▶ **Given instruction A**
In the text section about the singer's early career, rewrite the passage from "The images on" up to and including "that she quit.", substituting "desk job" for "office job".
▶ **Given instruction B**
Which proper names of people, places and shows appear in the text about the singer's early career?
▶ **Given instruction C**
Continue the text about the singer's early career, picking up after its final sentence.

▶ **Text section**
The images on screen gave her the idea that this was a real depiction of adult life. She says she couldn’t wait to grow up and join this glittering world full of song, romance, and dancing. It wasn’t until college that she realized that she still held on to that fantasy. Instead of rejecting it, Edmonson leaned into it and decided that if it didn’t exist, she’d have to create it herself.
Edmonson soon discovered that real-life isn’t as accommodating as the plots found in classic movies. Although she earned a trip to Hollywood for the second season of the TV singing competition American Idol in 2002, the judges failed to recognize her talent. So, she moved to Austin, where Edmonson took an unglamorous office job at a real estate company to pay her bills while singing anywhere she could. In 2005, she decided music would be her full-time occupation and told her boss that she quit.
“I had all the confidence in the world. I really wasn’t afraid of anything. I think that really shook [my boss] up. He was like, ‘What kind of plan do you have.’ I said, ‘I don’t have a plan. I’m going to go out and get gigs,’” she says.

▶ **Record extracts**
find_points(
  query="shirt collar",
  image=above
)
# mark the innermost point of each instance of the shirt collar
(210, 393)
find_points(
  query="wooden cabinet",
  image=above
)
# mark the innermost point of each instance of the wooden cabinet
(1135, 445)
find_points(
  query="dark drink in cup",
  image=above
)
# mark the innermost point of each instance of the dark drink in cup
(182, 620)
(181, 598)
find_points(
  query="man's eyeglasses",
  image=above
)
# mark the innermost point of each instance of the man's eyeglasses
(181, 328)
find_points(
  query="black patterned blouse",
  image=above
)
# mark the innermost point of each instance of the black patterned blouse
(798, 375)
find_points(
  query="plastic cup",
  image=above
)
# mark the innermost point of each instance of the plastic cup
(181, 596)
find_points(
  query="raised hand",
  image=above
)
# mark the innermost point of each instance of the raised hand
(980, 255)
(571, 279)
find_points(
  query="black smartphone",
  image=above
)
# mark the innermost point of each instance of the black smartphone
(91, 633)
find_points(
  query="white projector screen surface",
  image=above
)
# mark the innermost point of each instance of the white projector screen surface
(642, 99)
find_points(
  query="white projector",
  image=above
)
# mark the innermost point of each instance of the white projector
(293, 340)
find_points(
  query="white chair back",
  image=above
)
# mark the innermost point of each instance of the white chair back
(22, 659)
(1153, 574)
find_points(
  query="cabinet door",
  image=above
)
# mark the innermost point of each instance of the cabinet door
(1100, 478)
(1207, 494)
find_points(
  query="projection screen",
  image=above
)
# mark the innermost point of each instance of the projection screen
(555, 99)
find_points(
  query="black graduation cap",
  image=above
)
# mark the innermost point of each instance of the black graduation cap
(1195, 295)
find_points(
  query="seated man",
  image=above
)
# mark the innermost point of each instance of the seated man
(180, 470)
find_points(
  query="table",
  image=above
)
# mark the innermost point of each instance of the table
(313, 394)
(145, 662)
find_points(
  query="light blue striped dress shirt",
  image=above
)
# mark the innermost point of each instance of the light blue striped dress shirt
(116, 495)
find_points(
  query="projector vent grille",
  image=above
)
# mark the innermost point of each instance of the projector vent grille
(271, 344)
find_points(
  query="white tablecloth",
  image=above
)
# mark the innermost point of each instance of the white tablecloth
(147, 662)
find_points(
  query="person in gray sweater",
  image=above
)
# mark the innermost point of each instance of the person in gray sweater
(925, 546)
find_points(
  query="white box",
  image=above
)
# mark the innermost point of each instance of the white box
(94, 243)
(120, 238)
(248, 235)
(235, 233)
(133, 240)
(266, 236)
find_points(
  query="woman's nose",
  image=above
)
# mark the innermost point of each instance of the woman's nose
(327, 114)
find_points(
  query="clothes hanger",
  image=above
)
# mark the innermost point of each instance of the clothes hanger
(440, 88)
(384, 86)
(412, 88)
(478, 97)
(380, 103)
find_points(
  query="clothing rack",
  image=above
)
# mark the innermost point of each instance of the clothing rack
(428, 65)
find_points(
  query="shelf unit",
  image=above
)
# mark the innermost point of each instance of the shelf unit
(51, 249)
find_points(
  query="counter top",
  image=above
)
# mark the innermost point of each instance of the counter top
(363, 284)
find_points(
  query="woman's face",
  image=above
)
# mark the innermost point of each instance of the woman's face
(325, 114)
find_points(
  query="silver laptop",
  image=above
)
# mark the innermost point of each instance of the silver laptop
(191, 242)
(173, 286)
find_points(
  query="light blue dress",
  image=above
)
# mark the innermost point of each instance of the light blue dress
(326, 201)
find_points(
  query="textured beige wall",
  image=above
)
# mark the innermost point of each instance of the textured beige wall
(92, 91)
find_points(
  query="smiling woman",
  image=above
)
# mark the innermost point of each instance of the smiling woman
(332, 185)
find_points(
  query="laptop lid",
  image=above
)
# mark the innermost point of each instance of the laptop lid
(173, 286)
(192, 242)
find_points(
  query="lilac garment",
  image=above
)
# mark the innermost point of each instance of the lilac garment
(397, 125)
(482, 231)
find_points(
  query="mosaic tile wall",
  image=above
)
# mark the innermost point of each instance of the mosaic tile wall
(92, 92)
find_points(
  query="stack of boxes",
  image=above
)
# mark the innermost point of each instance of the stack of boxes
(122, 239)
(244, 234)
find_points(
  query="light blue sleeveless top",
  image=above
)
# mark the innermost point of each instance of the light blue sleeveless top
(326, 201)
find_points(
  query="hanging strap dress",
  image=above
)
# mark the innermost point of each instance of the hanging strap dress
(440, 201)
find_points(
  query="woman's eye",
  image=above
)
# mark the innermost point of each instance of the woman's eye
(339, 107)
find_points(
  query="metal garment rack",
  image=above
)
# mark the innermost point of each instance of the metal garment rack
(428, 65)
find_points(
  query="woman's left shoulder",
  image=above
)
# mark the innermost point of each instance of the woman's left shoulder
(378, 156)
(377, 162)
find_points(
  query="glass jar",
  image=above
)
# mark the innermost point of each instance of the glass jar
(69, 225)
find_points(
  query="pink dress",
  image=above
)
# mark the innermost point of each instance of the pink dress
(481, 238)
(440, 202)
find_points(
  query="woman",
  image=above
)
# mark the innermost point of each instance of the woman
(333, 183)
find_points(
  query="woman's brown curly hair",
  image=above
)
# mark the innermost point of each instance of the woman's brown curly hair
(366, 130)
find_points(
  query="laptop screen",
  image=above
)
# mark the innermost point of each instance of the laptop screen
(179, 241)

▶ **Exercise output A**
The images on screen gave her the idea that this was a real depiction of adult life. She says she couldn’t wait to grow up and join this glittering world full of song, romance, and dancing. It wasn’t until college that she realized that she still held on to that fantasy. Instead of rejecting it, Edmonson leaned into it and decided that if it didn’t exist, she’d have to create it herself.
Edmonson soon discovered that real-life isn’t as accommodating as the plots found in classic movies. Although she earned a trip to Hollywood for the second season of the TV singing competition American Idol in 2002, the judges failed to recognize her talent. So, she moved to Austin, where Edmonson took an unglamorous desk job at a real estate company to pay her bills while singing anywhere she could. In 2005, she decided music would be her full-time occupation and told her boss that she quit.

▶ **Exercise output B**
Edmonson, Hollywood, American Idol, Austin

▶ **Exercise output C**
Though a Texas steak house wasn’t exactly an Art Deco set designed by art director Van Nest Polglase for Rogers & Astaire, Edmonson found steady work, and it gave her both experience and a regular paycheck. In 2009, she released her first record, the independently produced Take to the Sky, which featured songs from the Great American Songbook.
“I just knew from people’s responses and the kind of feedback I was getting that I could take this and run with it. I mean I started making more money in music than I had at the real estate office, granted I wasn’t getting paid very much in the office, but I was off and running. I actually bought myself a computer. That was my first big purchase with the money that I was making, and I was like ‘this is awesome,’” Edmonson says.
What may be the turning point in Edmonson’s career came in 2010, when music legend, and Austin native, Lyle Lovett asked Edmonson to open for him on his US tour. Lovett’s wife April had heard her singing in a wine bar and purchased her first album. A few months later, she found herself on stage at the University of Texas performing with the singer/songwriter.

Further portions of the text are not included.